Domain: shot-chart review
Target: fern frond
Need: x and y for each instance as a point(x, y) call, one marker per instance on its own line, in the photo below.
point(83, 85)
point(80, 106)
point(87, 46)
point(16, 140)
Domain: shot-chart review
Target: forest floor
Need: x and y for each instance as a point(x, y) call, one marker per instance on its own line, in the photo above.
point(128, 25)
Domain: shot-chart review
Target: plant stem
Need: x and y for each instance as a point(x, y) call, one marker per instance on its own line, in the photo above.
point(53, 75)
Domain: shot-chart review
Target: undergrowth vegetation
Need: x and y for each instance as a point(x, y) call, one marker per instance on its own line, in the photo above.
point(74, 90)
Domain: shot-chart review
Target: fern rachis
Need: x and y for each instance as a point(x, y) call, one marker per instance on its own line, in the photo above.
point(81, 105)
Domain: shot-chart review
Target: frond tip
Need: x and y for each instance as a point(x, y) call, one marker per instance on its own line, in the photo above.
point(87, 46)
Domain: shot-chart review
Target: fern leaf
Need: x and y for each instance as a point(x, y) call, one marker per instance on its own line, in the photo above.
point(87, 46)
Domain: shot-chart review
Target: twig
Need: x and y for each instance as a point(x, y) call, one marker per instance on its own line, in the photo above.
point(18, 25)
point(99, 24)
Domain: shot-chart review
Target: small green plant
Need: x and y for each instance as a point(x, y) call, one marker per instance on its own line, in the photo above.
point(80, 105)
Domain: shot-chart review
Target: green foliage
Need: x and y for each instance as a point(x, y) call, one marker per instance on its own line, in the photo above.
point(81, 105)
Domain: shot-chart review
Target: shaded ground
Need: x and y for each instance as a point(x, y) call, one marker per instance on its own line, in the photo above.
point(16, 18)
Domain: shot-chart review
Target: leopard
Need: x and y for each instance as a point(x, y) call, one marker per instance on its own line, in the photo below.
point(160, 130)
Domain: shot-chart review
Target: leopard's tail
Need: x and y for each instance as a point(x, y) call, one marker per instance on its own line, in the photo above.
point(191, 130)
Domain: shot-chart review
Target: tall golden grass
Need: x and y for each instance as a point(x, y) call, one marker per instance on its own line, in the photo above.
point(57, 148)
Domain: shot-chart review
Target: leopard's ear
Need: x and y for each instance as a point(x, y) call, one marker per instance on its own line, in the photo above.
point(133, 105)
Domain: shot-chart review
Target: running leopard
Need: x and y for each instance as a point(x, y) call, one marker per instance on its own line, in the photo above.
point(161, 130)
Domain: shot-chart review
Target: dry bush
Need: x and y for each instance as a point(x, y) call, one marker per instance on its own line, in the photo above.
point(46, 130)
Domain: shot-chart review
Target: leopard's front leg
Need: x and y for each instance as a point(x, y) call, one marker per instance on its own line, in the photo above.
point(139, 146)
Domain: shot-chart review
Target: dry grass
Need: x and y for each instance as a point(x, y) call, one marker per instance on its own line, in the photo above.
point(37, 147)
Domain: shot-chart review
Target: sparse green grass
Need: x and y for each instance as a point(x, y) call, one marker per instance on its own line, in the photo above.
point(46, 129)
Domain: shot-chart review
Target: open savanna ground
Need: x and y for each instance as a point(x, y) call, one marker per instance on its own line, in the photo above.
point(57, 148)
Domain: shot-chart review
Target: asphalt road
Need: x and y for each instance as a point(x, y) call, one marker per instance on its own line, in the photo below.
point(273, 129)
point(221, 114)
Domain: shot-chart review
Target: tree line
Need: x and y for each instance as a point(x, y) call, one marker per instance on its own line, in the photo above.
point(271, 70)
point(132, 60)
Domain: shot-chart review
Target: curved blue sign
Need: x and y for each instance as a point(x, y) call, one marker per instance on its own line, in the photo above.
::::::::
## PROBLEM TO SOLVE
Say how many lines in the listing above include the word "leopard". Nothing but the number is needed.

## PROBLEM SOLUTION
5